Goal: Can you rewrite everything from the row containing "Would you mind pointing out the hand" down to the last of the rows, swapping "photo" for "image" and changing nothing else?

Extracted material:

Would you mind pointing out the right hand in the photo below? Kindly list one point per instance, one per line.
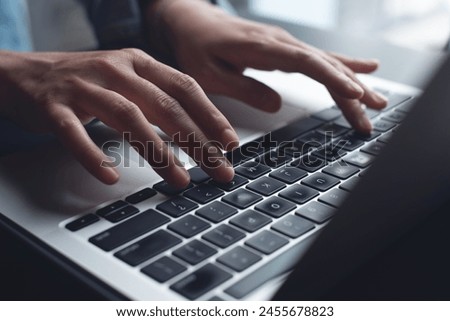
(127, 90)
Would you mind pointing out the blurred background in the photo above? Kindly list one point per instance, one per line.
(419, 24)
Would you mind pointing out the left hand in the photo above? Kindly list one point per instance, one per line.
(215, 48)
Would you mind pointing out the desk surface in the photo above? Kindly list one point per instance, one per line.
(27, 275)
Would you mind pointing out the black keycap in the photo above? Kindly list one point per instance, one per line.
(374, 148)
(163, 269)
(299, 194)
(330, 152)
(82, 222)
(341, 170)
(274, 159)
(266, 242)
(395, 116)
(350, 184)
(242, 198)
(332, 130)
(201, 281)
(177, 206)
(237, 182)
(165, 188)
(140, 196)
(328, 114)
(194, 252)
(239, 259)
(104, 211)
(189, 226)
(198, 175)
(216, 211)
(383, 125)
(250, 221)
(266, 186)
(289, 174)
(365, 137)
(121, 214)
(203, 193)
(293, 226)
(335, 197)
(129, 230)
(350, 142)
(309, 163)
(147, 248)
(316, 212)
(359, 159)
(223, 236)
(275, 206)
(252, 170)
(320, 181)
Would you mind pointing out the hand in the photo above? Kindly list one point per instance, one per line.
(127, 90)
(215, 48)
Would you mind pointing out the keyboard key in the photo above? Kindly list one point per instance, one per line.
(316, 212)
(140, 196)
(266, 242)
(177, 206)
(350, 184)
(129, 230)
(275, 206)
(350, 142)
(121, 214)
(165, 188)
(395, 117)
(201, 281)
(189, 226)
(252, 170)
(332, 130)
(194, 252)
(104, 211)
(309, 163)
(216, 211)
(237, 182)
(239, 259)
(82, 222)
(223, 236)
(341, 170)
(203, 193)
(147, 248)
(320, 181)
(359, 159)
(299, 194)
(335, 197)
(274, 159)
(250, 221)
(266, 186)
(289, 174)
(198, 175)
(383, 125)
(242, 198)
(330, 153)
(163, 269)
(374, 148)
(293, 226)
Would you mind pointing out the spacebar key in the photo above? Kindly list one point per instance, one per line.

Worked solution:
Would you mind pointing out the hand in the image above? Kindly list one point per instance, one per line.
(127, 90)
(215, 48)
Would you mind pointing out the keyboard key in the image above? Kindly list one point per instance, one per line.
(316, 212)
(140, 196)
(266, 242)
(177, 206)
(350, 184)
(129, 230)
(275, 206)
(350, 142)
(121, 214)
(165, 188)
(395, 117)
(201, 281)
(189, 226)
(252, 170)
(332, 130)
(194, 252)
(104, 211)
(309, 163)
(216, 211)
(237, 182)
(239, 259)
(82, 222)
(223, 236)
(341, 170)
(203, 193)
(147, 248)
(320, 181)
(359, 159)
(299, 194)
(335, 197)
(274, 159)
(250, 221)
(266, 186)
(289, 174)
(198, 175)
(383, 125)
(242, 198)
(330, 153)
(163, 269)
(374, 148)
(293, 226)
Would you mind pointing out the spacebar key in the image above? Kindly list one point per instance, one per line.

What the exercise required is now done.